[START OF PASSAGE SHOWN]

And after that, we validated that the IXPs were valid, we needed to do the same with the AS members and in order to do that, we tried to use PTR record, basically PTR record is something like this and here this PTR record indicates that a router is registered in Giganet in Ukraine and is connected to a network named tenet.
So for each Ukranian IXP, we retrieved all the available PTR records which was around 1500 and we manually matched the organisation name or AS name to the PTR.
This was, yes, it was hard. After this validation, we came to this table, this is the five biggest IXPs of Ukraine. And here we can see how many ASes we got validated out of the ASes that our datasets indicated that they exist inside.
So we got an accuracy of around 75% which is actually pretty good if you think about that, we only took a town linked PTR records linked to AS in numbers when it was absolutely clear that that PTR record is connected to that ASN, we discovered many links that probably will be ASN to PTR record match.
Moving on, here we decided to also retrieve the AS relationship data, so from CAIDA, we retrieved for both countries the relationship data, for peer to peer provided to client and we show about the same results here. So in the first plot, the red line is a number of for peers, number of for ASes peer with Ukranian AS and we can see that after October 2022, it almost treble ‑‑ tripled in size, that means that probably many other ASes peered with Ukranian ASes in order to help with connectivity. But at the same time we see that the percent ‑‑ and I think of Russian peers to for peers got also decreased.
Now for the Russian ASes here, the red line again indicates a number of foreign peers so Russia and we see that the number of peers got decreased over the time so Russia had around 3,500 peers before the invasion and around July 2022, it got around 3,000.
And we can see that, we have a slide decreasing the percentage of Ukranian peers out of that number. And moving on, this is the client provider, provider to client plot. So here we can see again that the red line is the number of for ASes that are clients to Ukranian providers and we can see that also this number got decreased from 160 to around 100. But also we have a massive decrease in the percentage of that number from Russian ASes.
And for the final plot, here we can see something very strange, so for the number of clients that are clients to Russian providers, we have the number got decreased until October 2023, but then you can see a very big increase in that number of clients and also the percentage of Ukranian clients to Russian providers stays around stable for the most part of the plot.
So yeah, in conclusion, depeering activity took place months before the invasion and continued during the first months after the invasion.
Parts of peering infrastructure in eastern Ukraine were destroyed and lost connection until today.
Peering between Russia and Ukranian networks were significantly impacted.
And increased number of country changes for the conflicted countries.
So, thank you very much, I will be happy to answer any questions or you have any suggestions for my work, I will be pleased to hear it. (APPLAUSE.)
FRANZISKA LICHTBLAU: Thank you.
Do we have any questions in the room? We don't have anyone in the queue. I would be curious what is ‑‑ I mean, this paints us a picture, but do you plan to do any follow up work, maybe some active measurements, to see how things develop in that direction? Or did you have a look at that already?
ANTONIOS CHATZIVASILEIOU: We don't see active measurements at the moment, but right now we try to correlate this and try to see if there's any connection to this infrastructure changes to geopolitical ones so yeah, for us in Ukraine, it's pretty obvious but for other countries that may have increased peering or decreased depeering for other countries, it may not be so obvious.

[END OF PASSAGE SHOWN]
[START OF RECORDS]

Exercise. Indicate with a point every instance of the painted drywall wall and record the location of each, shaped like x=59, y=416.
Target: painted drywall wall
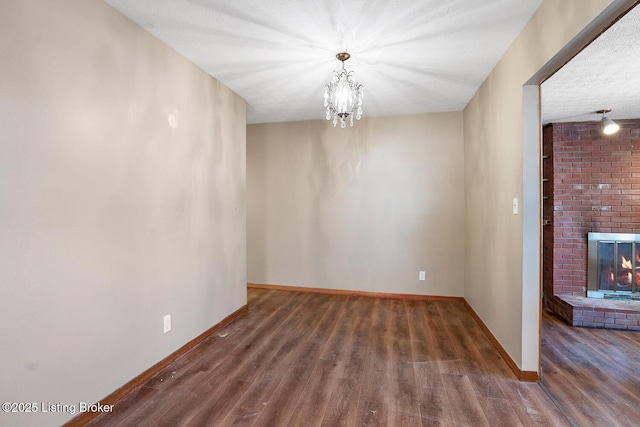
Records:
x=493, y=132
x=122, y=199
x=363, y=208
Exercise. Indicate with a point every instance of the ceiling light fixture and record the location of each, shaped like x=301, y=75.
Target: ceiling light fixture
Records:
x=343, y=96
x=609, y=127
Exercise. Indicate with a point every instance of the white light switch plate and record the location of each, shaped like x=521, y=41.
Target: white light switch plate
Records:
x=167, y=323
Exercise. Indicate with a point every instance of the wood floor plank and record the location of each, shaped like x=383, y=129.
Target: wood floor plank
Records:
x=592, y=372
x=302, y=359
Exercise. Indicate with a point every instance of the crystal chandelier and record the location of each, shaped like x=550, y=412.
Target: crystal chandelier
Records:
x=343, y=96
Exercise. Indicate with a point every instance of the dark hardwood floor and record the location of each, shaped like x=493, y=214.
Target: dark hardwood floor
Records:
x=593, y=373
x=303, y=359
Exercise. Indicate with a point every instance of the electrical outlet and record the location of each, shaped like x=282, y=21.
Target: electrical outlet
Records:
x=167, y=323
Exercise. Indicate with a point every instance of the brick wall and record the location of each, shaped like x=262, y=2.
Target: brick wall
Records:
x=593, y=185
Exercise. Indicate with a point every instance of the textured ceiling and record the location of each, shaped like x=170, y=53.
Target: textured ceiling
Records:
x=606, y=74
x=411, y=56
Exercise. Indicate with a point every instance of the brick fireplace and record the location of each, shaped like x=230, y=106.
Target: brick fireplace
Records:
x=591, y=183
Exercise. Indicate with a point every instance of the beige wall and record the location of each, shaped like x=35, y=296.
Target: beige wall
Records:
x=122, y=199
x=363, y=208
x=493, y=130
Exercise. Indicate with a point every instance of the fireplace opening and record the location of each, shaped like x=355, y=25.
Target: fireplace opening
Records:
x=613, y=265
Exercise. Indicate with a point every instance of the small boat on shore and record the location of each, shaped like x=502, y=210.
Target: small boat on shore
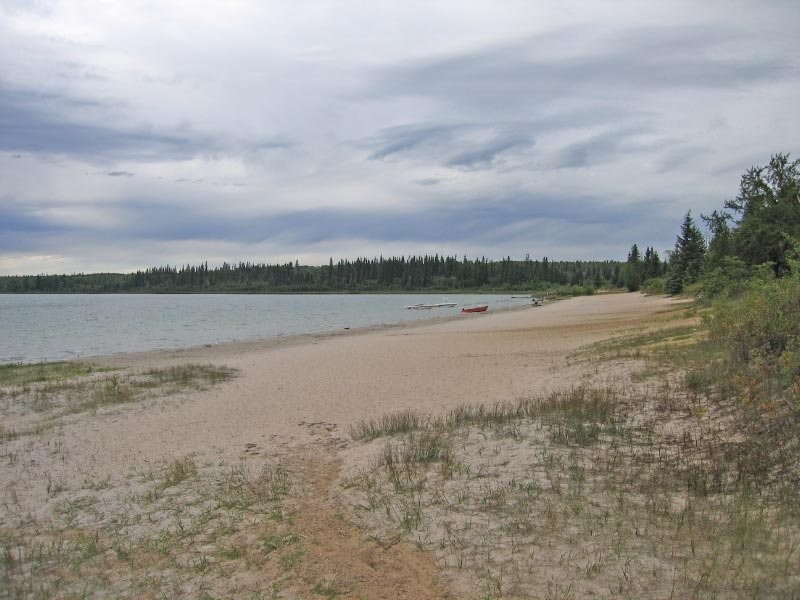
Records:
x=480, y=308
x=434, y=305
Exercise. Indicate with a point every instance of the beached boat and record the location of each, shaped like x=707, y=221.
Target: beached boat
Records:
x=434, y=305
x=480, y=308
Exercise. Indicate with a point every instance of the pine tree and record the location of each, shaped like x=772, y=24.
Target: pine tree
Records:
x=686, y=261
x=768, y=208
x=632, y=270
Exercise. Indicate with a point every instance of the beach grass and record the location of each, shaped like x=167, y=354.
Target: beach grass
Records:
x=19, y=375
x=655, y=487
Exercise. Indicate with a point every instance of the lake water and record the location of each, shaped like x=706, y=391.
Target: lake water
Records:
x=61, y=327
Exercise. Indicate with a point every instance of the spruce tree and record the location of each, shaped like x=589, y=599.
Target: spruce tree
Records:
x=768, y=211
x=686, y=261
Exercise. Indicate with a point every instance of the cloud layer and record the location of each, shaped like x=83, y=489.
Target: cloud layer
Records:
x=134, y=134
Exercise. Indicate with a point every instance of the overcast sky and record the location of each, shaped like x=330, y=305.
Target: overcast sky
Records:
x=135, y=134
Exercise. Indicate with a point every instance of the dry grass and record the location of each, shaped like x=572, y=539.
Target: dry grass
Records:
x=645, y=489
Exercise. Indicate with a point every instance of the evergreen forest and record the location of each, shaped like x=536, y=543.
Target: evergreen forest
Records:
x=397, y=274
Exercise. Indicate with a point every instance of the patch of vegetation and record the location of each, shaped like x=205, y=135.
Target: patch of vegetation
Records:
x=20, y=375
x=684, y=482
x=156, y=545
x=87, y=389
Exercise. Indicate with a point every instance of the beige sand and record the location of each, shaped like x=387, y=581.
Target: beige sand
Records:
x=292, y=393
x=296, y=399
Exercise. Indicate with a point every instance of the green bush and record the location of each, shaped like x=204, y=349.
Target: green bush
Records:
x=761, y=331
x=653, y=286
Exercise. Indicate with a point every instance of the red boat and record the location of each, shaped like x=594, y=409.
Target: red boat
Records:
x=481, y=308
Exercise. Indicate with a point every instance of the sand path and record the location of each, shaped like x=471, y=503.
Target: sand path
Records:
x=293, y=401
x=294, y=393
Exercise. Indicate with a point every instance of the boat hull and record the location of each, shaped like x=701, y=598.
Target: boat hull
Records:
x=482, y=308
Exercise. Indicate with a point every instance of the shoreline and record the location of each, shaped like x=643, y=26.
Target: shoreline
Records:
x=265, y=343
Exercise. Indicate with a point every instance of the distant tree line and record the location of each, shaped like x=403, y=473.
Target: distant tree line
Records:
x=413, y=273
x=758, y=231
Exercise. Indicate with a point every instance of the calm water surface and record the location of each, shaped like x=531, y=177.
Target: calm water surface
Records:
x=58, y=327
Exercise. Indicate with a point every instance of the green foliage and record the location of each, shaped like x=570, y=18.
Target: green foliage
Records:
x=726, y=279
x=686, y=262
x=768, y=211
x=413, y=273
x=653, y=286
x=762, y=332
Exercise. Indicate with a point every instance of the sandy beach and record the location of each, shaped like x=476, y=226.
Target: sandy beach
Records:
x=286, y=393
x=295, y=401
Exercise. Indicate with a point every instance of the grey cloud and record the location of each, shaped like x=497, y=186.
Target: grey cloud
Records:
x=599, y=148
x=457, y=146
x=49, y=123
x=462, y=225
x=523, y=74
x=485, y=155
x=394, y=140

[END OF RECORDS]

EXERCISES TO COMPLETE:
• A. List the conclusions that the speaker states at the end of the peering talk.
• B. Copy out the stretch of the records from the line that contains "Exercise. Indicate with a point every instance of the boat" through the line that contains "x=58, y=327", both included, without changing a character.

ANSWERS FOR THE TASKS:
• A.
- Depeering activity took place months before the invasion and continued during the first months after the invasion.
- Parts of peering infrastructure in eastern Ukraine were destroyed and lost connection until today.
- Peering between Russia and Ukranian networks were significantly impacted.
- Increased number of country changes for the conflicted countries.

• B.
Exercise. Indicate with a point every instance of the boat hull and record the location of each, shaped like x=701, y=598.
Target: boat hull
Records:
x=482, y=308
Exercise. Indicate with a point every instance of the shoreline and record the location of each, shaped like x=643, y=26.
Target: shoreline
Records:
x=265, y=343
Exercise. Indicate with a point every instance of the distant tree line and record the location of each, shaped like x=403, y=473.
Target: distant tree line
Records:
x=413, y=273
x=758, y=231
Exercise. Indicate with a point every instance of the calm water surface and record the location of each, shaped like x=531, y=177.
Target: calm water surface
Records:
x=58, y=327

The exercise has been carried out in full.